Extract ▸

——————————

Yes. We're kind of trapped here; AT&T troff always documented `\-`
specifically and exclusively as a "minus sign". Not a "hyphen-minus" or
something like that. The "Unix dash" term might have been my invention
to try to advise the same people who aren't listening to me in that LWN
thread.
> Is there a better way though than to explicitly use \[u002D] to get a
> guaranteed U+002D?
Not a better one, no. (There's a worse one, involving `\N`.)
_Unless_ you're using man(7) or mdoc(7), your document can:
1. Remap \- to \[u002D] with `tr` or `char`; or
2. Define a string to interpolate \[u002D].
Man pages should not do either of these, because they will just make a
bad situation worse, causing more man pages to be inconsistent with each
other, Albert Cahalan-style.
> Second, I turn to PostScript output that is generated by
> `groff -Tps`. One observes:
>
> troff:<standard input>:1: warning: special character 'u002D' not defined
>
> (Converting the PS to PDF and opening that with evince), the rendered
> view shows a hyphen, a minus, an endash, an emdash, and another minus
> but rendered in a different vertical position which does not line up
> with the '+' sign.
Let's see, your input was...
> -\-\[u002D]\[u2013]\[u2014]+\[u2212]
That should be, in order:
a. a hyphen (U+2010)
b. a minus sign (U+2212) from the "current font" (likely a text font)
c. a hyphen-minus (U+002D)
d. an en dash (U+2013)
e. an em dash (U+2014)
f. a plus sign (U+002B) from the "current font" (likely a text font)
g. and a minus sign (U+2212) from the "special font".
A shorter way to say \[u2212] is \[mi] (or `\(mi`; it's a venerable
special character identifier going back to Ossanna troff).
GNU troff maps certain Unicode code points back to special characters
first.
https://git.savannah.gnu.org/cgit/groff.git/tree/src/libs/libgroff/uniglyph.cpp?h=1.23.0#n392
groff_char(7) attempts to explain why all this "text font" and "special
font" business exists.
Notes describes the glyph, elucidating the mnemonic value of
the glyph name where possible.
[...]
Entries marked with “***” denote glyphs used for
mathematical purposes. On typesetting devices, such
glyphs are typically drawn from a special font (see
groff_font(5)). Often, such glyphs lack bold or italic
style forms or have metrics that look incongruous in
ordinary prose. A few which are not uncommon in running
text have “text variants”, which should work better in
that context. Conversely, a handful of glyphs that are
normally drawn from a text font may be required in
mathematical equations. Both sets of exceptions are
noted in the tables where they appear (“Logical symbols”
and “Mathematical symbols”).
Basic Latin
[...]
The vertical bar is overloaded; the \[ba] and \[or] escape
sequences may render differently. See subsection “Mathematical
symbols” below for special variants of the plus, minus, and
equals signs normally drawn from this range.

——————————

Coordinate annotation records ▸

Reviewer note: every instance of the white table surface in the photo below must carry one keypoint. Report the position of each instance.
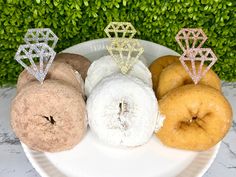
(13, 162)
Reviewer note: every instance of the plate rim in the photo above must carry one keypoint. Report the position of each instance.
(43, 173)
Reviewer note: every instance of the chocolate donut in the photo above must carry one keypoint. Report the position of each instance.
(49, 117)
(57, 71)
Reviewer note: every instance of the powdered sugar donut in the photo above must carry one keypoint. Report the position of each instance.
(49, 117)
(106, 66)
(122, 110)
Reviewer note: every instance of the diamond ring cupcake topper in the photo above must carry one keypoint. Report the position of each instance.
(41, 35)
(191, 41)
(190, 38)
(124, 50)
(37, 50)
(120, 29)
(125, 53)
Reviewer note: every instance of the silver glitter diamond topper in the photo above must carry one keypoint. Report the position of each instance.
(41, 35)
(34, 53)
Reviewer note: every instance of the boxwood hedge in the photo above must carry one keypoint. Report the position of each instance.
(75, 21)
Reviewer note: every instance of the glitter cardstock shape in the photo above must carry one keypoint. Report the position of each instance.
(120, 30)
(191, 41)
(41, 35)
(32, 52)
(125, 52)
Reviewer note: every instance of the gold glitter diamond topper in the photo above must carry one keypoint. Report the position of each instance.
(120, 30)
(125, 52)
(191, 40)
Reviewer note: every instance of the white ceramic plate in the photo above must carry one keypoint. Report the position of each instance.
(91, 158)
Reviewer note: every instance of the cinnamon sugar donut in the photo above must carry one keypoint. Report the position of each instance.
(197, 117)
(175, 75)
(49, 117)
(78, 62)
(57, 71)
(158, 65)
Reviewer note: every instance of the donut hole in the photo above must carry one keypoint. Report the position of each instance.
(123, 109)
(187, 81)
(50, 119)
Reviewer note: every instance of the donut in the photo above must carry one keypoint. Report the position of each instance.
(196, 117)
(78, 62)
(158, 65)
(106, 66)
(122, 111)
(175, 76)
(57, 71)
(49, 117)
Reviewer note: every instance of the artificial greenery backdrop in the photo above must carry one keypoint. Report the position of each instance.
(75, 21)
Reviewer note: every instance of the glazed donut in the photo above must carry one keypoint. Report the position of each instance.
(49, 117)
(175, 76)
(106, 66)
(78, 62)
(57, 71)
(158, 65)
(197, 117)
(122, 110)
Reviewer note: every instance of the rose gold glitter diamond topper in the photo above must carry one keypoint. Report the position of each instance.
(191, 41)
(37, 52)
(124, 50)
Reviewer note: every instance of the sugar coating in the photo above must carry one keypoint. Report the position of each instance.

——————————

Exercise requirements ▸
a) In the troff dash and minus sign text, how did AT&T troff always document `\-`?
b) Continue the text on troff dashes and minus signs from its final sentence.

Solved tasks ▸
a) Specifically and exclusively as a "minus sign."

b)
Mathematical symbols
[...]
Observe the two varieties of the plus‐minus, multiplication, and
division signs; \[+-], \[mu], and \[di] are normally drawn from
the special font, but have text font variants. Also be aware of
three glyphs available in special font variants that are normally
drawn from text fonts: the plus, minus, and equals signs. These
variants may differ in appearance or spacing depending on the
device and font selected.
...and the entire "History" section.
> Third, when one copy-pastes the string shown in evince, I get back:
>
> -−–—+−
> <U+002D><U+2212><U+2013><U+2014><U+002B><U+2212>
>
> I expected to receive:
>
> <U+2010><U+002D><U+2013><U+2014><U+002B><U+2212>
>
> so that copypasting commands from PS/PDF would work "right"
> similarly as it does for manpages when they use \-.
That is because \- is not a "hyphen-minus" (except in man pages, where
we are forced to remap it for practical reasons). The C/A/T typesetter
that the Bell Labs CSRC acquired didn't _have_ a "hyphen-minus" glyph.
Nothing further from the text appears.